* _Supplied entries_:
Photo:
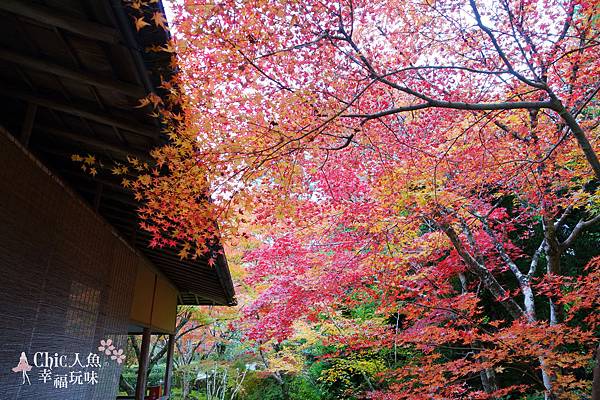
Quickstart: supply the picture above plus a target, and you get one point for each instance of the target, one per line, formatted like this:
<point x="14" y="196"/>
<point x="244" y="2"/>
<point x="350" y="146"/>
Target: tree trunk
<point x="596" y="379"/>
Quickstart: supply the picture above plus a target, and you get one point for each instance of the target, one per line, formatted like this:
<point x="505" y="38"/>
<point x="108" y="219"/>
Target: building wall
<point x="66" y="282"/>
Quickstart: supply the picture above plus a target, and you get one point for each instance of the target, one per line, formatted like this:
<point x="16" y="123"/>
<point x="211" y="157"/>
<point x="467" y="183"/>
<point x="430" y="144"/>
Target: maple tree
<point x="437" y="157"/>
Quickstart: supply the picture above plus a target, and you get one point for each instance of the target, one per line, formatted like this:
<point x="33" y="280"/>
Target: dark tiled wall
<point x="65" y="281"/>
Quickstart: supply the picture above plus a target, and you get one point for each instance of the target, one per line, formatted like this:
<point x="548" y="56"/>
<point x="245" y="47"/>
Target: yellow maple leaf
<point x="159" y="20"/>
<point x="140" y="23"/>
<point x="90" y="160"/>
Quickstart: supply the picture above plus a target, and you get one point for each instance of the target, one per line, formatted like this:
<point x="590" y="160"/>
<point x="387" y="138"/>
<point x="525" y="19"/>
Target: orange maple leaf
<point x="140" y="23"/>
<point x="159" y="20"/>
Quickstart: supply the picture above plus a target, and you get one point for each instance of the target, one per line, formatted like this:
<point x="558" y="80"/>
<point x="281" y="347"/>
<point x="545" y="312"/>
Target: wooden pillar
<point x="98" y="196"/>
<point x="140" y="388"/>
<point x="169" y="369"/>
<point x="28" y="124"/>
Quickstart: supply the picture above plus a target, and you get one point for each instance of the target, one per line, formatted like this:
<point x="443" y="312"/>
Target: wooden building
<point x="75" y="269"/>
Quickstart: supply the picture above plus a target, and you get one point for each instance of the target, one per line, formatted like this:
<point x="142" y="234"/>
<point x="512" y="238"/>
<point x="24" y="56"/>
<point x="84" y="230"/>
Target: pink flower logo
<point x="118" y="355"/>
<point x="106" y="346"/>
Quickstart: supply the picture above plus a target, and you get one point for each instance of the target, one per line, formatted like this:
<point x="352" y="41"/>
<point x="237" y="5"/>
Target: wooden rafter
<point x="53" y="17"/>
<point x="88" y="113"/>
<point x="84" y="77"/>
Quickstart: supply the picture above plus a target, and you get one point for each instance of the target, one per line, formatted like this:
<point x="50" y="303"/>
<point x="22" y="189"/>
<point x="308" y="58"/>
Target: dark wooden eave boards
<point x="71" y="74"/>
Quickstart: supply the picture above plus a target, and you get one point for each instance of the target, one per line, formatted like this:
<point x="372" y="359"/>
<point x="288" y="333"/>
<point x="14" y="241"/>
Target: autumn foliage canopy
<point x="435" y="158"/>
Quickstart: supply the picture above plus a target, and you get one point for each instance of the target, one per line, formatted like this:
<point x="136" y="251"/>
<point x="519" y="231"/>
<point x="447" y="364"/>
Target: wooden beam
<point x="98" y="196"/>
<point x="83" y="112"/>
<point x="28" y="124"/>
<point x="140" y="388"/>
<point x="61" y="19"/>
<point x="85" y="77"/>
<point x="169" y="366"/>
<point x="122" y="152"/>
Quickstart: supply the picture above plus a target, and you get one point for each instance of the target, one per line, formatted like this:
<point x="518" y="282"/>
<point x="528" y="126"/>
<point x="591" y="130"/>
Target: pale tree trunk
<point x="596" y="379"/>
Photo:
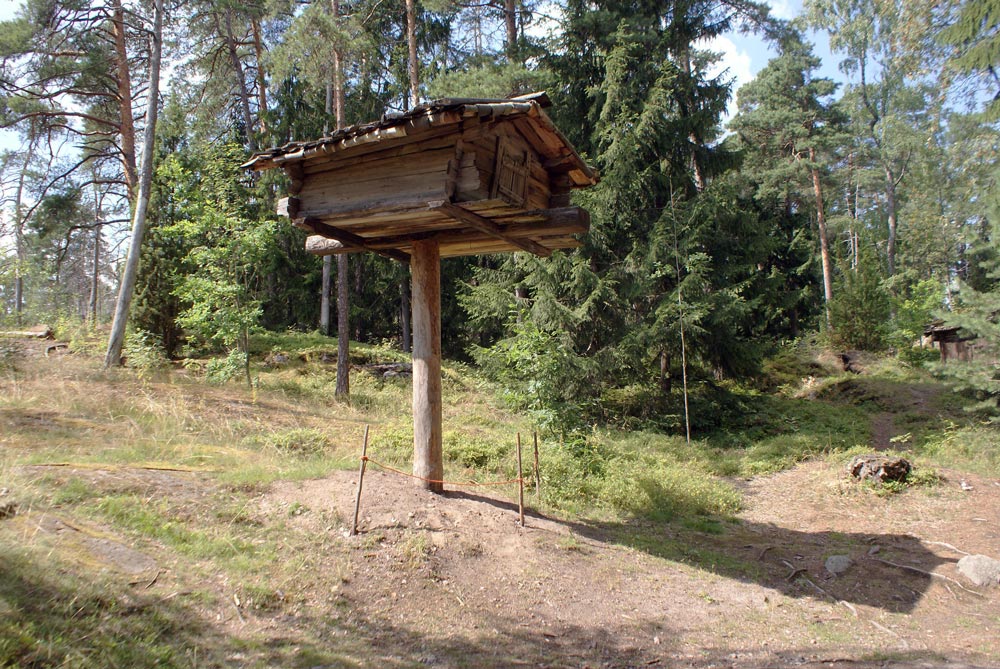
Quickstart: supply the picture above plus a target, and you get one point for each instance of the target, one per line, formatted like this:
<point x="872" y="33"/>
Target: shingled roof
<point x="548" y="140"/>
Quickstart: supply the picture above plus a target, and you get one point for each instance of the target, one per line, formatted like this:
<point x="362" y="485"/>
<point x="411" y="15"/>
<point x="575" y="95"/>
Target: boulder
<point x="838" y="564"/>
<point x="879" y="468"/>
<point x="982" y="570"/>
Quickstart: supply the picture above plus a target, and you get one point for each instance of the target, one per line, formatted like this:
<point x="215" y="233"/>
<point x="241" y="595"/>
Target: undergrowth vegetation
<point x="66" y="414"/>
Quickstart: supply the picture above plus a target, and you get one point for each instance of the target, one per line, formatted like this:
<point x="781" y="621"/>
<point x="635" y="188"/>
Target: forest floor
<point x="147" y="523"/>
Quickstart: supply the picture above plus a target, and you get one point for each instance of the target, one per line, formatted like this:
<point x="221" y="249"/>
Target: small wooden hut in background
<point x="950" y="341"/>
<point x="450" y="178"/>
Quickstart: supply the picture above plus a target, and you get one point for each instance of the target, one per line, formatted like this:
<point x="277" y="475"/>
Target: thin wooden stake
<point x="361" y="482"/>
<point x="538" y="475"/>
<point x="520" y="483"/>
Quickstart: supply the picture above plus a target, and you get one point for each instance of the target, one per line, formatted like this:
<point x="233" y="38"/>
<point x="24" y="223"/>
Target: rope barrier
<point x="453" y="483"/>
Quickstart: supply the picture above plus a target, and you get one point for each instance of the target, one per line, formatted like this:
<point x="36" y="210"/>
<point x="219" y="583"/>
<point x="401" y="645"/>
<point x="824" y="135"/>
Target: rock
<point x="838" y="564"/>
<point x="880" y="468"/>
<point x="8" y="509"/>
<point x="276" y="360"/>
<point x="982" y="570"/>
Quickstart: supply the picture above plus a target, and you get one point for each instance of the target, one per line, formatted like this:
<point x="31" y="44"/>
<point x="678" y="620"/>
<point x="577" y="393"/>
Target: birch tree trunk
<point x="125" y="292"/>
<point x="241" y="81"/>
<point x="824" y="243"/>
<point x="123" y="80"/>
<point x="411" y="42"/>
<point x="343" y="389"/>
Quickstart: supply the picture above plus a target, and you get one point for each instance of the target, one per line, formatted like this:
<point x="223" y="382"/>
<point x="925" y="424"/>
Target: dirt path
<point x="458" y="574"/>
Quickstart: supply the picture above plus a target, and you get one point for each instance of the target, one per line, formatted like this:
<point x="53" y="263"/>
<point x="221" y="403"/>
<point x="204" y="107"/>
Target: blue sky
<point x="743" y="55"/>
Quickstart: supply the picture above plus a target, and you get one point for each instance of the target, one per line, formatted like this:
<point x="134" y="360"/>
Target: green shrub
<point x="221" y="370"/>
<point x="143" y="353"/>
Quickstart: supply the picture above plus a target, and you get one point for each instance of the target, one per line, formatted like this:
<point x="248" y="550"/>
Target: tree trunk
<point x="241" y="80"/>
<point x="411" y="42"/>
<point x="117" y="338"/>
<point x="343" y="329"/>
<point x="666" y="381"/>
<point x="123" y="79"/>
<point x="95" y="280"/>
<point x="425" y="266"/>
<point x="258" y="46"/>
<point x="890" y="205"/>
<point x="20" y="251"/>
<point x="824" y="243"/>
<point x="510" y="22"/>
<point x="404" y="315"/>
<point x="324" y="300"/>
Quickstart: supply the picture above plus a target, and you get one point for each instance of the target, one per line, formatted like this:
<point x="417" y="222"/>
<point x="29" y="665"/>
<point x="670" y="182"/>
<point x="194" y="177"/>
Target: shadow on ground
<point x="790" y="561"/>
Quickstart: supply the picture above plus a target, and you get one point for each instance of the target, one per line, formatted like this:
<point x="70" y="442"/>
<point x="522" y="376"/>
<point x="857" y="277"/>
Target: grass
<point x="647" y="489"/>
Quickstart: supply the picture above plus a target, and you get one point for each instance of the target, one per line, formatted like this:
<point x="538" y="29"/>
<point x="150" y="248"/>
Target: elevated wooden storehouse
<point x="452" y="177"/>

* _Prompt_: Restate the records above word for word, without the pictures.

* _Solved problem_:
Photo:
Quickstart: supply the picture above plus a target, and you get one point for each instance of the target, one per line, formatted like this:
<point x="14" y="196"/>
<point x="244" y="2"/>
<point x="350" y="146"/>
Target: tree trunk
<point x="596" y="379"/>
Quickstart: supply the picture above plus a target, and you get one point for each instance of the target, one per line, formatted like this:
<point x="505" y="38"/>
<point x="108" y="219"/>
Target: building wall
<point x="66" y="282"/>
Quickstart: supply the picture above plus a target, and you get one point for each instance of the target, one per line, formatted like this:
<point x="16" y="123"/>
<point x="211" y="157"/>
<point x="467" y="183"/>
<point x="430" y="144"/>
Target: maple tree
<point x="437" y="157"/>
Quickstart: supply the picture above plus a target, and you get one point for each instance of the target, one per line, formatted like this:
<point x="33" y="280"/>
Target: dark tiled wall
<point x="65" y="281"/>
Quickstart: supply the picture above plus a target, and you get one point for each instance of the target, one per line, formatted like this:
<point x="548" y="56"/>
<point x="245" y="47"/>
Target: yellow maple leaf
<point x="159" y="20"/>
<point x="140" y="23"/>
<point x="90" y="160"/>
Quickstart: supply the picture above plus a target, and you get one point for each instance of the target, one per line, formatted like this:
<point x="590" y="160"/>
<point x="387" y="138"/>
<point x="525" y="19"/>
Target: orange maple leaf
<point x="140" y="23"/>
<point x="159" y="20"/>
Quickstart: supply the picture above plus a target, and you get one point for each instance of the target, one per line, formatted like this:
<point x="558" y="80"/>
<point x="281" y="347"/>
<point x="545" y="312"/>
Target: wooden pillar
<point x="98" y="196"/>
<point x="140" y="388"/>
<point x="169" y="369"/>
<point x="28" y="124"/>
Quickstart: supply the picture above plus a target, and you get one point for each instance of the target, one per line, formatted like this:
<point x="443" y="312"/>
Target: wooden building
<point x="75" y="269"/>
Quickstart: supply the picture above plus a target, and you get one point for each instance of the target, one per line, formatted like this:
<point x="142" y="234"/>
<point x="512" y="238"/>
<point x="24" y="56"/>
<point x="84" y="230"/>
Target: pink flower logo
<point x="118" y="355"/>
<point x="106" y="346"/>
Quickstart: supply the picture above plus a target, and you get one point for each instance of the target, one per line, formatted like this:
<point x="352" y="41"/>
<point x="237" y="5"/>
Target: wooden rafter
<point x="53" y="17"/>
<point x="88" y="113"/>
<point x="84" y="77"/>
Quickstart: supply the picture above plus a target, and you get one point for each instance of the target, one per line, formatted like this:
<point x="50" y="303"/>
<point x="22" y="189"/>
<point x="308" y="58"/>
Target: dark wooden eave boards
<point x="71" y="74"/>
Quickstart: supply the picture above plus a target, and you get one point for each instance of the target, one per line, formatted like this:
<point x="372" y="359"/>
<point x="288" y="333"/>
<point x="14" y="241"/>
Target: autumn foliage canopy
<point x="435" y="158"/>
Quickstart: supply the picture above plus a target, and you get one point for each instance of the target, one per line, formatted like this:
<point x="136" y="251"/>
<point x="519" y="231"/>
<point x="447" y="364"/>
Target: wooden beam
<point x="98" y="196"/>
<point x="83" y="112"/>
<point x="28" y="124"/>
<point x="140" y="388"/>
<point x="61" y="19"/>
<point x="85" y="77"/>
<point x="169" y="366"/>
<point x="122" y="152"/>
Quickstart: supply the picture above plus a target, and you get one point for each instance of the target, one per line, formatted like this:
<point x="518" y="282"/>
<point x="528" y="126"/>
<point x="591" y="130"/>
Target: pale tree trunk
<point x="596" y="379"/>
Photo:
Quickstart: supply the picture above plus a target, and you get one point for each instance of the target, one per line, formatted like this:
<point x="872" y="33"/>
Target: shingled roof
<point x="548" y="140"/>
Quickstart: supply the picture above plus a target, and you get one point for each instance of the target, one per line, formatted like this:
<point x="362" y="485"/>
<point x="411" y="15"/>
<point x="575" y="95"/>
Target: boulder
<point x="838" y="564"/>
<point x="879" y="468"/>
<point x="982" y="570"/>
Quickstart: supply the picture above plus a target, and you get one point for each instance of the target, one per line, formatted like this:
<point x="215" y="233"/>
<point x="241" y="595"/>
Target: undergrowth vegetation
<point x="66" y="414"/>
Quickstart: supply the picture above plus a target, and you get one point for each instance of the target, one per line, formatted like this:
<point x="781" y="621"/>
<point x="635" y="188"/>
Target: forest floor
<point x="147" y="523"/>
Quickstart: supply the picture above plus a target, and you get one point for each instance of the target, one per line, formatted like this:
<point x="221" y="249"/>
Target: small wooden hut in background
<point x="950" y="341"/>
<point x="450" y="178"/>
Quickstart: supply the picture above plus a target, and you get one point for each instance of the target, one per line, formatted like this:
<point x="277" y="475"/>
Target: thin wooden stake
<point x="361" y="482"/>
<point x="538" y="475"/>
<point x="520" y="483"/>
Quickstart: supply the picture above plus a target, and you get one point for each instance of the target, one per line, formatted like this:
<point x="233" y="38"/>
<point x="24" y="223"/>
Target: rope barrier
<point x="453" y="483"/>
Quickstart: supply the picture above plus a target, and you get one point for each instance of the target, one per line, formatted like this:
<point x="36" y="210"/>
<point x="219" y="583"/>
<point x="401" y="645"/>
<point x="824" y="135"/>
Target: rock
<point x="838" y="564"/>
<point x="880" y="468"/>
<point x="8" y="509"/>
<point x="276" y="360"/>
<point x="982" y="570"/>
Quickstart: supply the picture above plus a target, and you get one point for each instance of the target, one per line, formatted like this:
<point x="31" y="44"/>
<point x="678" y="620"/>
<point x="577" y="393"/>
Target: birch tree trunk
<point x="125" y="292"/>
<point x="241" y="81"/>
<point x="824" y="243"/>
<point x="123" y="80"/>
<point x="411" y="42"/>
<point x="343" y="389"/>
Quickstart: supply the picture above plus a target, and you get one point for each instance of the target, one per line, formatted like this:
<point x="223" y="382"/>
<point x="925" y="424"/>
Target: dirt path
<point x="458" y="574"/>
Quickstart: supply the picture above plus a target, and you get one point for each instance of the target, one per line, formatted like this:
<point x="53" y="263"/>
<point x="221" y="403"/>
<point x="204" y="107"/>
Target: blue sky
<point x="743" y="55"/>
Quickstart: supply the picture above plus a target, and you get one point for each instance of the target, one per line, formatted like this:
<point x="134" y="360"/>
Target: green shrub
<point x="221" y="370"/>
<point x="143" y="353"/>
Quickstart: supply the picture above plus a target, and you get one point for each instance of the target, one per line, formatted like this:
<point x="248" y="550"/>
Target: tree trunk
<point x="241" y="80"/>
<point x="411" y="42"/>
<point x="117" y="338"/>
<point x="343" y="329"/>
<point x="666" y="381"/>
<point x="123" y="79"/>
<point x="95" y="280"/>
<point x="425" y="266"/>
<point x="258" y="46"/>
<point x="890" y="205"/>
<point x="20" y="251"/>
<point x="824" y="243"/>
<point x="510" y="22"/>
<point x="404" y="315"/>
<point x="324" y="300"/>
Quickstart: supply the picture above plus a target, and you get one point for each instance of the target, one per line, formatted like this:
<point x="417" y="222"/>
<point x="29" y="665"/>
<point x="670" y="182"/>
<point x="194" y="177"/>
Target: shadow on ground
<point x="790" y="561"/>
Quickstart: supply the picture above plus a target, and you get one point for each instance of the target, one per line, formatted like this:
<point x="70" y="442"/>
<point x="522" y="376"/>
<point x="857" y="277"/>
Target: grass
<point x="647" y="489"/>
Quickstart: supply the picture above plus a target, and you get one point for each instance of the target, one per line, formatted like this:
<point x="538" y="29"/>
<point x="150" y="248"/>
Target: elevated wooden storehouse
<point x="452" y="177"/>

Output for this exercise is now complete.